→ **Task description**
The first line to keep is the one containing "strawberry shown in the photo above."; restate it and all lines after it through the end of the material, word for word and nothing else.

[Data section — start]

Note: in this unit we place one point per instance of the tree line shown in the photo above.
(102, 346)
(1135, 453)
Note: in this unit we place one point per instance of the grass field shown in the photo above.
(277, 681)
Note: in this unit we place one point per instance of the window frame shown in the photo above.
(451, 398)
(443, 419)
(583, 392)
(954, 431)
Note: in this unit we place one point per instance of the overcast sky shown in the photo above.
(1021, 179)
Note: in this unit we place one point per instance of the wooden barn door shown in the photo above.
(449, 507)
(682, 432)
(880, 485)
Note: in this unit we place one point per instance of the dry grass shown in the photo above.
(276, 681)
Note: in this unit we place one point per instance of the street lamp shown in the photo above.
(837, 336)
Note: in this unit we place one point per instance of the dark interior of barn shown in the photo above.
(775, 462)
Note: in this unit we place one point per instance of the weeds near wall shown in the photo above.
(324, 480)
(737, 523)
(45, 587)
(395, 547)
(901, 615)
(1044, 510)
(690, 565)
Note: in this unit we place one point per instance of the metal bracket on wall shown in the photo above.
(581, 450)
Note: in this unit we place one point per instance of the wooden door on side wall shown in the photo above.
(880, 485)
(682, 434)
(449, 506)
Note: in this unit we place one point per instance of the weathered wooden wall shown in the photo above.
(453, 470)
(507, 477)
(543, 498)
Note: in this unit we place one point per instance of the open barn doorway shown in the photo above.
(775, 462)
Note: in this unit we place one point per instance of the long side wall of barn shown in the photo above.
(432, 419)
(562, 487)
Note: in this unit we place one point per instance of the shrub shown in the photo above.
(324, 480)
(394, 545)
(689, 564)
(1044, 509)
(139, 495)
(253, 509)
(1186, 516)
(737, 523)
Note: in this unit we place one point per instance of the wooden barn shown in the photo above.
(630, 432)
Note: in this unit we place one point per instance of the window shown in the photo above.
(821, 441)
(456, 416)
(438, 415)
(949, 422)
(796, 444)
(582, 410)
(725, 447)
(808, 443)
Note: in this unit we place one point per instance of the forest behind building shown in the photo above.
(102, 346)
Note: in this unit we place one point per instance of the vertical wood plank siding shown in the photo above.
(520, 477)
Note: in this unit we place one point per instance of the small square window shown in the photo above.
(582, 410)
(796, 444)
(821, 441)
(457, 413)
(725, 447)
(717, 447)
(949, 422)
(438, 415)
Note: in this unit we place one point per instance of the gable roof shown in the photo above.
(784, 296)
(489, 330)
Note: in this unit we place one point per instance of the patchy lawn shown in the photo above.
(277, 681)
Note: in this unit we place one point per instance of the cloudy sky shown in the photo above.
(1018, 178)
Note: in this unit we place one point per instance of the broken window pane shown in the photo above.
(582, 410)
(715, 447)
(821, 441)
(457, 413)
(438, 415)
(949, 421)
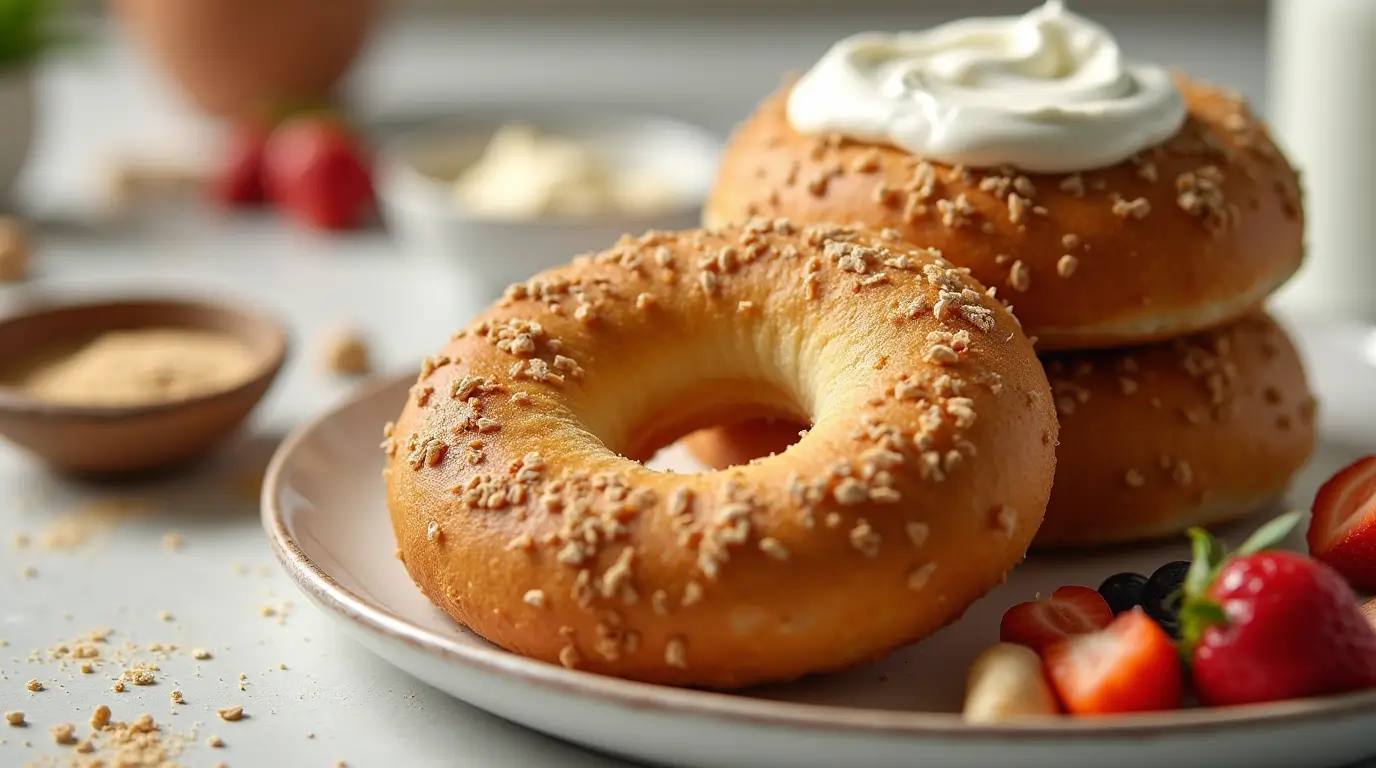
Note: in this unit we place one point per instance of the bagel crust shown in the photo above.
(1196, 431)
(520, 509)
(1184, 237)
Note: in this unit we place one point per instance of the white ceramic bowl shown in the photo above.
(480, 256)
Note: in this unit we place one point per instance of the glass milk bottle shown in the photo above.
(1323, 108)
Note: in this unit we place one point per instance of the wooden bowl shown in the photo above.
(139, 438)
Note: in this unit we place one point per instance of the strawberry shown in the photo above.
(318, 174)
(1131, 665)
(1069, 610)
(1265, 625)
(1343, 530)
(238, 180)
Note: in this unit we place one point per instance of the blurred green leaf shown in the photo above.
(28, 29)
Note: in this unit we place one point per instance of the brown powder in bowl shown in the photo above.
(143, 366)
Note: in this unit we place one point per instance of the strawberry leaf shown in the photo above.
(1197, 615)
(1272, 534)
(1208, 558)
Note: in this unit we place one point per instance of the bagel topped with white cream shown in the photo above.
(1108, 201)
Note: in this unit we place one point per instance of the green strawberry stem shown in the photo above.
(1197, 611)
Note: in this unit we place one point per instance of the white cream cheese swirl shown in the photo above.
(1047, 91)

[Data section — finish]

→ **Answer**
Note: in this unit we place one point per instance of the strawberry shown in the photo above.
(318, 174)
(1131, 665)
(1069, 610)
(1265, 625)
(1343, 530)
(238, 180)
Note: in this unit we place one point per instance of the blurred green leaf shown in the photo above.
(28, 29)
Note: in this unit we place one point per instance of the brown powder in bowl shown in the photo above.
(143, 366)
Note: in this unit we place one point per instance of the strawberry leaf shown in the photo above.
(1197, 615)
(1272, 534)
(1208, 558)
Note: in this unit we place one point per instance of the bagel topped with white cream shown in the photo above.
(1108, 201)
Note: in this unit we place one point per instance of the green strawberry stem shown in the photo above.
(1197, 611)
Note: in this unit we place one point per instance of the white cream cheese swirl shown in the photo above.
(1047, 91)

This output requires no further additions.